::: Input for this task

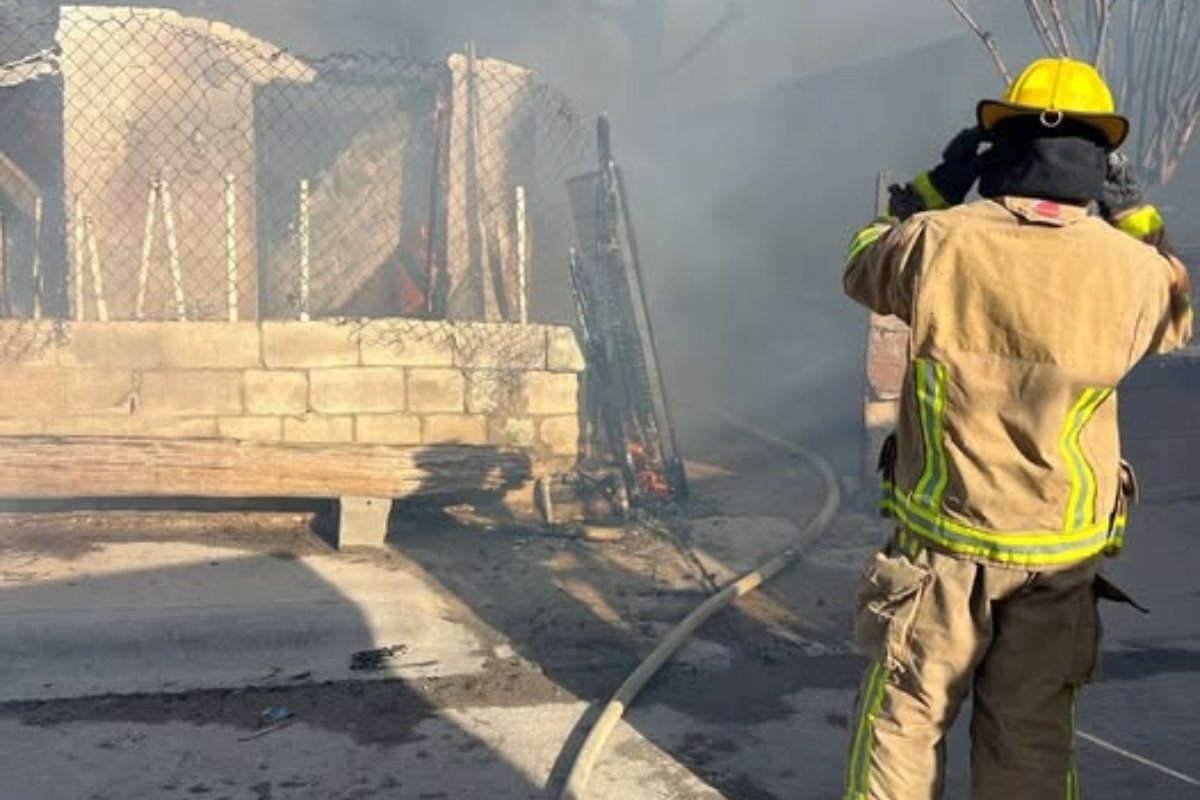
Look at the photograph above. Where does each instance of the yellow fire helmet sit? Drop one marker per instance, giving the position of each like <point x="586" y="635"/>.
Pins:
<point x="1057" y="89"/>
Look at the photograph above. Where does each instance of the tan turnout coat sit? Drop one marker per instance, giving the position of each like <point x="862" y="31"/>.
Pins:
<point x="1025" y="317"/>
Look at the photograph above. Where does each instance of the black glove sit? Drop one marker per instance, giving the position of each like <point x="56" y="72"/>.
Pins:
<point x="960" y="166"/>
<point x="1122" y="190"/>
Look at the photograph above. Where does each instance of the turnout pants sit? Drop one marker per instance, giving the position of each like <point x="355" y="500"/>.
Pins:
<point x="936" y="627"/>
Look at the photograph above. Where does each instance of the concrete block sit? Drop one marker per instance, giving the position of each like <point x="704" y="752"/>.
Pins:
<point x="511" y="432"/>
<point x="287" y="344"/>
<point x="882" y="415"/>
<point x="191" y="394"/>
<point x="363" y="522"/>
<point x="210" y="346"/>
<point x="318" y="429"/>
<point x="251" y="428"/>
<point x="496" y="346"/>
<point x="118" y="346"/>
<point x="100" y="391"/>
<point x="275" y="392"/>
<point x="406" y="343"/>
<point x="563" y="353"/>
<point x="388" y="428"/>
<point x="491" y="391"/>
<point x="561" y="434"/>
<point x="19" y="426"/>
<point x="455" y="428"/>
<point x="366" y="390"/>
<point x="551" y="394"/>
<point x="887" y="358"/>
<point x="24" y="343"/>
<point x="436" y="390"/>
<point x="132" y="426"/>
<point x="34" y="391"/>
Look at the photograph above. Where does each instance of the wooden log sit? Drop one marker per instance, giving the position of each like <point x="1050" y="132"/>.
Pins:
<point x="77" y="467"/>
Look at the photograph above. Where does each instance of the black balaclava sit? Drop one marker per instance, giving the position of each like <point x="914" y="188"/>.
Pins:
<point x="1065" y="163"/>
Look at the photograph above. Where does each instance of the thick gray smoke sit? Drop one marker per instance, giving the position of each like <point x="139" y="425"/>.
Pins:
<point x="751" y="132"/>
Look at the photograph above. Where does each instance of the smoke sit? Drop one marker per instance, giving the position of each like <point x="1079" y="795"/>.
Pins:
<point x="751" y="132"/>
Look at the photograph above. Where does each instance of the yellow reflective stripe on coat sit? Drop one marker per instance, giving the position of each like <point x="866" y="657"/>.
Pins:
<point x="859" y="777"/>
<point x="1081" y="500"/>
<point x="1019" y="548"/>
<point x="1143" y="222"/>
<point x="931" y="403"/>
<point x="929" y="193"/>
<point x="865" y="238"/>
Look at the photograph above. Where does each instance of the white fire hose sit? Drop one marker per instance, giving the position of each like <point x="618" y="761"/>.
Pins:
<point x="597" y="739"/>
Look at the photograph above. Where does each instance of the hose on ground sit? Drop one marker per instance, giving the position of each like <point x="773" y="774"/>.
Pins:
<point x="597" y="739"/>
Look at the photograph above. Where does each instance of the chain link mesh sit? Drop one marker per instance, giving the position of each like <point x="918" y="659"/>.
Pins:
<point x="161" y="167"/>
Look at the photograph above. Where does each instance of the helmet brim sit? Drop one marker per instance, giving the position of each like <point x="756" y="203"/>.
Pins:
<point x="1114" y="127"/>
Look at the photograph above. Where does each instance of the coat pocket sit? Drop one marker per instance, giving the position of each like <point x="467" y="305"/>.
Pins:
<point x="889" y="596"/>
<point x="1128" y="493"/>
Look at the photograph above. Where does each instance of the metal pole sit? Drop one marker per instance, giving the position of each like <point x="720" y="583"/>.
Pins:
<point x="232" y="246"/>
<point x="177" y="272"/>
<point x="39" y="215"/>
<point x="5" y="302"/>
<point x="97" y="276"/>
<point x="522" y="259"/>
<point x="78" y="258"/>
<point x="305" y="254"/>
<point x="147" y="248"/>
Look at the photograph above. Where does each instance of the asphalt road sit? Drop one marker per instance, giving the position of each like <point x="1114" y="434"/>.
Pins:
<point x="143" y="650"/>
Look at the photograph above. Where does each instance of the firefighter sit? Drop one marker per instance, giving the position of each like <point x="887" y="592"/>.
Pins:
<point x="1003" y="476"/>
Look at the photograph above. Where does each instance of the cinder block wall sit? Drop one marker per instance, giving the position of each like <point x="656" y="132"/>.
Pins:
<point x="887" y="359"/>
<point x="379" y="382"/>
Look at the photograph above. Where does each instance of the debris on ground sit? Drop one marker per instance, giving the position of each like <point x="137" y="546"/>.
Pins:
<point x="376" y="660"/>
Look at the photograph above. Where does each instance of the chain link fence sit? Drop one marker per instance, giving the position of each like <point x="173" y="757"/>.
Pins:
<point x="161" y="167"/>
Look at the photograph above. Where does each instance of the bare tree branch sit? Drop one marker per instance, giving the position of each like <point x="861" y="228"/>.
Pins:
<point x="1061" y="26"/>
<point x="1042" y="26"/>
<point x="988" y="40"/>
<point x="1104" y="11"/>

::::::

▸ **Aim**: Except for the pictures, copy every line of the records above exactly.

▸ **Output**:
Look at the photograph above. Where does each instance of the yellow fire helmet sit? Drop one marker per instance, giving the position of each like <point x="586" y="635"/>.
Pins:
<point x="1057" y="89"/>
Look at the photograph above. Where does each instance of the tan turnout coat sit? Drop one marker per instance, giving the position of each like <point x="862" y="31"/>.
Pins:
<point x="1025" y="317"/>
Look at the photograph above. Where does each instance of the black glove sit? Drop one marker per instance, giving the position of each like <point x="56" y="72"/>.
Pins:
<point x="960" y="166"/>
<point x="1122" y="190"/>
Look at the photograph above. Where does each instance of the turnout pants sit? Drop one marker per instance, giving the position of each like <point x="355" y="500"/>.
Pins:
<point x="936" y="627"/>
Look at the photograph above. Where does each instance of the concrete block sit? Drop one marker per instance, giving the position of each like <point x="704" y="752"/>.
Pins:
<point x="511" y="432"/>
<point x="287" y="344"/>
<point x="882" y="415"/>
<point x="191" y="394"/>
<point x="363" y="522"/>
<point x="210" y="346"/>
<point x="318" y="429"/>
<point x="251" y="428"/>
<point x="496" y="346"/>
<point x="118" y="346"/>
<point x="100" y="391"/>
<point x="275" y="392"/>
<point x="406" y="343"/>
<point x="563" y="353"/>
<point x="388" y="428"/>
<point x="491" y="391"/>
<point x="561" y="434"/>
<point x="19" y="426"/>
<point x="455" y="428"/>
<point x="366" y="390"/>
<point x="551" y="394"/>
<point x="887" y="358"/>
<point x="24" y="343"/>
<point x="436" y="390"/>
<point x="132" y="426"/>
<point x="34" y="391"/>
Look at the photograph above. Where does each instance of the wooden log sit? Drop one marker per instance, giving the position of each like <point x="1050" y="132"/>.
Pins:
<point x="77" y="467"/>
Look at the photograph above. Where does each instance of the black balaclava sit? Drop one marker per instance, giving the position of each like <point x="914" y="188"/>.
Pins:
<point x="1065" y="163"/>
Look at the photograph above. Where does each instance of the thick gray smoke sit? Drop one marker per instance, giving the position of each like <point x="139" y="425"/>.
Pins:
<point x="751" y="132"/>
Look at the photograph above. Where does each instance of the smoke sit? Drop one marker per instance, giving the position of each like <point x="1079" y="795"/>.
Pins:
<point x="751" y="132"/>
Look at the photograph above. Where does each instance of the yellow reflective stripe on coat sit? Drop one marker per instance, giving the position of each like <point x="866" y="657"/>.
Pins:
<point x="859" y="777"/>
<point x="1081" y="500"/>
<point x="1019" y="548"/>
<point x="1143" y="222"/>
<point x="931" y="403"/>
<point x="929" y="193"/>
<point x="865" y="238"/>
Look at the photograph above. Where does each instance of the white fire hose sit? Drop one marker per instance, giving the position of each like <point x="618" y="761"/>.
Pins:
<point x="597" y="739"/>
Look at the photograph above. Where does each instance of the hose on ground sit? Drop one marker per instance, giving the position of each like <point x="773" y="774"/>.
Pins:
<point x="597" y="739"/>
Look at the photograph above. Where does each instance of the chain link mesh sit? Drop one marker per instance, giving the position of each like <point x="918" y="659"/>.
Pins:
<point x="161" y="167"/>
Look at the photograph above. Where does each instance of the helmet brim sit? Drop one marker per instance, giving the position of each like <point x="756" y="203"/>.
Pins:
<point x="1114" y="127"/>
Look at the photograph above. Where does each instance of the coat pocket sit? Drop one marker per instance, giving the position of each like <point x="467" y="305"/>.
Pins:
<point x="889" y="596"/>
<point x="1128" y="493"/>
Look at the photograph above. Where does each instance of the metal pole sit? Drop one marker per instance, giving the position of each like <point x="720" y="583"/>.
Pins:
<point x="232" y="246"/>
<point x="177" y="272"/>
<point x="39" y="215"/>
<point x="5" y="302"/>
<point x="97" y="276"/>
<point x="522" y="259"/>
<point x="78" y="258"/>
<point x="305" y="254"/>
<point x="147" y="248"/>
Look at the photograph above. Where does each instance of the asphalt road sit? Drop one marker per instance, giving the position of each like <point x="1114" y="434"/>.
Pins:
<point x="143" y="650"/>
Look at the photograph above. Where does each instance of the firefighter sit? Drop one marker per instance, giving the position of each like <point x="887" y="592"/>.
Pins:
<point x="1003" y="476"/>
Look at the photograph above. Where does each instance of the cinder block wall sit? Drop one marker per instance, giving the position of each like <point x="656" y="132"/>.
Pins:
<point x="887" y="359"/>
<point x="379" y="382"/>
Look at the photograph above. Where does each instance of the debris on ground sit? Drop one marker per instance, giving the position of each like <point x="137" y="546"/>.
Pins:
<point x="376" y="660"/>
Look at the photograph above. Where does each instance of the chain link fence sit? Drop one marker per instance, giving the position of each like <point x="173" y="757"/>.
Pins:
<point x="161" y="167"/>
Look at the photograph above. Where does each instance of the bare tree branch sit? Drop one marker per instance, giving the position of each like <point x="861" y="228"/>.
Pins:
<point x="1061" y="26"/>
<point x="1042" y="26"/>
<point x="988" y="40"/>
<point x="1104" y="11"/>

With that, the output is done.